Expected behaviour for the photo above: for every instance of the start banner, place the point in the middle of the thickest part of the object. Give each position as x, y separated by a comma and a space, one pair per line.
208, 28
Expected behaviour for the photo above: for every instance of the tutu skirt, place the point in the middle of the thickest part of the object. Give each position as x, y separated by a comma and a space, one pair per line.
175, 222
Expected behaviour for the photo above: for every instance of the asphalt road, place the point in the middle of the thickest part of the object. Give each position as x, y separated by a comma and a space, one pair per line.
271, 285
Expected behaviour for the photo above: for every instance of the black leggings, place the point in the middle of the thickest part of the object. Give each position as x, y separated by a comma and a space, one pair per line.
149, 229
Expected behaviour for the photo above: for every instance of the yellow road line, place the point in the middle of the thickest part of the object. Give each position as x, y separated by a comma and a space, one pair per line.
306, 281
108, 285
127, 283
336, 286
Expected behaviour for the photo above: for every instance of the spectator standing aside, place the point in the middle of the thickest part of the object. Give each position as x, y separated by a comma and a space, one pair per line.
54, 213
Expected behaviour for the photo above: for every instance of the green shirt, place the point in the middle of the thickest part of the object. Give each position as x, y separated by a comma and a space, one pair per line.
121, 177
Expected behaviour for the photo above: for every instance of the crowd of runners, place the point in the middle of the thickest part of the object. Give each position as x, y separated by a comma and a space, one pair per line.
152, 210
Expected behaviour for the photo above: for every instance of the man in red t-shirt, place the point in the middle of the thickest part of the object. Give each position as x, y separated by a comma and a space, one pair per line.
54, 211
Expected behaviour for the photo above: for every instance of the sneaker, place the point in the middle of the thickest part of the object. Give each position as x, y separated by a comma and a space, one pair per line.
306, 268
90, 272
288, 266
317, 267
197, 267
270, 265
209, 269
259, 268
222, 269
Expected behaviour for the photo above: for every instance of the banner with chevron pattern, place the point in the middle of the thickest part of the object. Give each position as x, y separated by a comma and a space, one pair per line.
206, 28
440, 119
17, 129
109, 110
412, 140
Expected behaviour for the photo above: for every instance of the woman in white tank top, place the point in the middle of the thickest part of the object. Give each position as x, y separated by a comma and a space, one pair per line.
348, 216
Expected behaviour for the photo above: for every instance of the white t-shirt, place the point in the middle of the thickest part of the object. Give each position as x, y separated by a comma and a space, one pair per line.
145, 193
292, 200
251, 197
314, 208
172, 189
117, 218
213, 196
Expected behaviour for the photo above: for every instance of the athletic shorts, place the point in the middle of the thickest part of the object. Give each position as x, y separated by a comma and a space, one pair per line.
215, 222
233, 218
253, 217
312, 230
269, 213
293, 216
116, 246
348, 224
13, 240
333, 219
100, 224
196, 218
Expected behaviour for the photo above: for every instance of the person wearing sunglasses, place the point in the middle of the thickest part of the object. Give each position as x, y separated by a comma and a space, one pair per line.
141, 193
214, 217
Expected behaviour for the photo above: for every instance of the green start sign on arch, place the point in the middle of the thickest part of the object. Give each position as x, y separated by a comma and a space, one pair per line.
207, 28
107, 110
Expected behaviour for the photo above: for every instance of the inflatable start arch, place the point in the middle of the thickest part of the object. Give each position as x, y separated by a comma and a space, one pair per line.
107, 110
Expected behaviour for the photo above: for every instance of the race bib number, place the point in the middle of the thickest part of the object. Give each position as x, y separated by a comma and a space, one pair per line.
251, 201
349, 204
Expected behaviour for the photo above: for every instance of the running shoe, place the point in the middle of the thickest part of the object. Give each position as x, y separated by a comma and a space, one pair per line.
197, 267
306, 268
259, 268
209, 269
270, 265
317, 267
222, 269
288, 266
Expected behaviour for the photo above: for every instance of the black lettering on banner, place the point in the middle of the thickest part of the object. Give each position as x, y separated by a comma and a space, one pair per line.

> **WHAT YOU HAVE TO DO**
Lines from the one containing "of the running" through the final line of the entries are the only ones to print, and each must match exactly.

> **RESPONSE TO THIS TASK**
Expected behaviour for the photo above: for every instance of the running shoe, place the point in the middle of the thickest part of the object. Give each position as x, y separated by a comma and a space, one pair per line.
197, 267
306, 268
259, 268
209, 269
270, 265
317, 267
222, 269
288, 266
Expected behaviour for the photo above: for every instance of the black lettering on banner, place the point in the middle of the thickest part of the object. Give each position as x, y separated by a comma and a space, one pair per line.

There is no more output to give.